Records
+--
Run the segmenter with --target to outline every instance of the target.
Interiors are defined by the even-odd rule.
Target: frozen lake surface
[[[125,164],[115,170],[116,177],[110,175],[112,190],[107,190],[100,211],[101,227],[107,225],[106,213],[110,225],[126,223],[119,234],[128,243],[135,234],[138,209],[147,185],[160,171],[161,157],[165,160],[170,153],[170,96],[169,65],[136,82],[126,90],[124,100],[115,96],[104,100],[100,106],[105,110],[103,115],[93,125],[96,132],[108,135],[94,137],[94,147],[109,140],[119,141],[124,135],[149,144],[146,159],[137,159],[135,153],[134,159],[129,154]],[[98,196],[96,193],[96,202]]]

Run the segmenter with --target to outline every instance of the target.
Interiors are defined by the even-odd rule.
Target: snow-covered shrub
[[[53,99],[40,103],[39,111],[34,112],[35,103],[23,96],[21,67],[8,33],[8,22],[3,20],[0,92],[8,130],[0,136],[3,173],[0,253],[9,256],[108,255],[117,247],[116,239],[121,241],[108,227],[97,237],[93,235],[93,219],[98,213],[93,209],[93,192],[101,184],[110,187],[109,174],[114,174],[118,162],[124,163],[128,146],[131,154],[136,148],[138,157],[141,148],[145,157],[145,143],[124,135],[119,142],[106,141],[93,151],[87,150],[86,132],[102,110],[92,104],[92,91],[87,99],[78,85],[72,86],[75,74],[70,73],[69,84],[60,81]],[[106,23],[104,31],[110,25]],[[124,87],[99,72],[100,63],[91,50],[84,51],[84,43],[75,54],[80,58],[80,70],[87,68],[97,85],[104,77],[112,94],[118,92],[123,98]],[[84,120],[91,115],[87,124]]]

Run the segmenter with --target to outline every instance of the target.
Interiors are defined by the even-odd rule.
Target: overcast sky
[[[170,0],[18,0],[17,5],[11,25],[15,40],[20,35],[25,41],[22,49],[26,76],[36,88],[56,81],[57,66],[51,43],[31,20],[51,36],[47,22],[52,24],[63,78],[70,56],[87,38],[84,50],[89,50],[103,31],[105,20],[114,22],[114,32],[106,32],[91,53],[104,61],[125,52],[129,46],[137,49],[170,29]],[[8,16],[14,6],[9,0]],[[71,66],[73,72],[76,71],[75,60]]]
+--
Retype the data above line for line, with no changes.

## EXPECTED OUTPUT
Run the segmenter with --target to outline every instance of the target.
Interiors are defined by the even-odd rule.
Target: frozen lake surface
[[[125,164],[115,170],[116,177],[110,175],[112,190],[107,190],[100,211],[101,227],[107,225],[106,213],[110,225],[126,223],[119,234],[128,243],[135,234],[138,209],[147,185],[160,171],[161,157],[165,160],[170,153],[170,96],[169,65],[136,82],[126,90],[124,100],[115,96],[104,100],[100,106],[105,110],[103,115],[93,125],[96,132],[108,135],[94,137],[94,147],[109,140],[119,141],[124,135],[149,144],[146,159],[137,159],[135,153],[134,159],[129,154]],[[98,196],[96,193],[96,202]]]

Run the segmenter with --target to outline every instance of the target.
Interiors are defined by the even-odd rule.
Target: snow-covered shrub
[[[53,99],[40,103],[39,111],[34,112],[35,103],[23,96],[21,67],[8,33],[8,22],[3,20],[0,92],[8,130],[0,136],[3,173],[0,253],[9,256],[108,255],[117,247],[116,239],[121,241],[108,227],[97,237],[93,235],[93,219],[98,213],[93,209],[93,192],[101,184],[110,187],[109,174],[114,174],[118,162],[124,163],[128,146],[131,154],[136,148],[138,157],[141,148],[145,157],[145,143],[124,135],[119,142],[106,141],[93,151],[87,150],[86,132],[102,110],[92,104],[92,91],[87,99],[78,85],[72,86],[75,74],[70,73],[69,84],[60,81]],[[106,23],[104,31],[110,25]],[[124,87],[99,72],[100,63],[91,50],[84,51],[84,43],[75,54],[80,58],[80,70],[87,68],[97,85],[104,77],[112,94],[118,92],[123,98]],[[84,120],[91,115],[87,124]]]

Run the segmenter with --target to outline every instance of the target.
Interiors are defined by the even-odd rule.
Target: overcast sky
[[[170,0],[18,0],[17,5],[11,25],[15,40],[20,35],[25,41],[22,49],[26,76],[36,88],[56,81],[57,66],[51,43],[31,20],[51,36],[47,22],[52,24],[63,78],[70,56],[87,38],[84,50],[89,50],[103,31],[105,20],[114,22],[114,32],[106,32],[91,53],[104,61],[125,52],[129,46],[137,49],[170,29]],[[8,16],[14,6],[9,0]],[[71,66],[73,72],[76,71],[75,60]]]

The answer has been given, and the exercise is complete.